## Job
Please put every line of the rows below into a JSON list of strings, one string per line, and leave out any blank lines.

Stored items
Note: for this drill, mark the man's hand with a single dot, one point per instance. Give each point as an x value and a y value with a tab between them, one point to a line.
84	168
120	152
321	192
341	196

## Completed task
[
  "Note: for this drill, mark the man's hand with a single dot, one point per instance. Give each point as an x value and a y value with a tab between them, one point to a line.",
  "84\t168",
  "120\t152",
  "321\t192",
  "341\t196"
]